Required action >>
Set down, character for character, everything in the records below from the line holding "Q: innermost point of each instance of the sun, in" down to the line holding "Q: innermost point of each instance of the cloud, in", and no other line.

┌──

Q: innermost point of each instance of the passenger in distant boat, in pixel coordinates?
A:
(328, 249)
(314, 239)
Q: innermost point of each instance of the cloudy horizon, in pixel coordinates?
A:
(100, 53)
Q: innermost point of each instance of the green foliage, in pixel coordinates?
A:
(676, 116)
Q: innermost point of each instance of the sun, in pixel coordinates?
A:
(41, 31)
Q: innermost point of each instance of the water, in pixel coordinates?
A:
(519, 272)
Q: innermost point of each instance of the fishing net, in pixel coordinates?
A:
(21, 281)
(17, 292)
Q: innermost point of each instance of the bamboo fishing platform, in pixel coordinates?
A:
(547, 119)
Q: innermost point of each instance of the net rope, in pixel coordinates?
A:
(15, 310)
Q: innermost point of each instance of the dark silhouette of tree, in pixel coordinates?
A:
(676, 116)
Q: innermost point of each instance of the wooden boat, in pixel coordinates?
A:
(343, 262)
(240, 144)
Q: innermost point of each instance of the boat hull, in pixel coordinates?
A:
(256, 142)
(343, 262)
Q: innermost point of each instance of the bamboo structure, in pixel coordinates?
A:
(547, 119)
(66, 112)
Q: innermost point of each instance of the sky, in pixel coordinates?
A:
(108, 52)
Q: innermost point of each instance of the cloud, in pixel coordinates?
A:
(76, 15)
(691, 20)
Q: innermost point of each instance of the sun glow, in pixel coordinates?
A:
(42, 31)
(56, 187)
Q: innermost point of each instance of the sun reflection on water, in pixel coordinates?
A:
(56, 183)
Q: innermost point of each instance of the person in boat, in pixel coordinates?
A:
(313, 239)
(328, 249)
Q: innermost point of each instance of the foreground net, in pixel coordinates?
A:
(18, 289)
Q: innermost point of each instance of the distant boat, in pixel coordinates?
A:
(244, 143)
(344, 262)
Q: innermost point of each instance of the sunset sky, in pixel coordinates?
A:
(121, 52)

└──

The completed task >>
Q: innermost point of each instance of the sun, in pixel coordinates?
A:
(41, 31)
Q: innermost point of each instance of the water, in pixel coordinates?
A:
(519, 272)
Q: innermost point of each instance of the fishing net, in pixel coordinates?
A:
(21, 281)
(17, 292)
Q: innermost point of each instance of the bamboo fishing platform, in pixel coordinates?
A:
(547, 119)
Q: innermost point of each instance of the net rope, in pixel coordinates?
A:
(15, 310)
Q: innermost point of each instance of the dark silhouette of tree, in pixel coordinates?
A:
(676, 116)
Q: innermost point of each instance of the wooden boat, in pixel coordinates?
A:
(343, 262)
(240, 144)
Q: innermost point of each instance of the boat hull, in pixel coordinates?
A:
(256, 142)
(343, 262)
Q: innermost point of each instance of the bamboo structure, in pixel coordinates?
A:
(547, 119)
(66, 112)
Q: innermost point of each instance of the sky, in pixel coordinates?
A:
(108, 52)
Q: innermost point of each instance of the cloud, in pixel coordinates?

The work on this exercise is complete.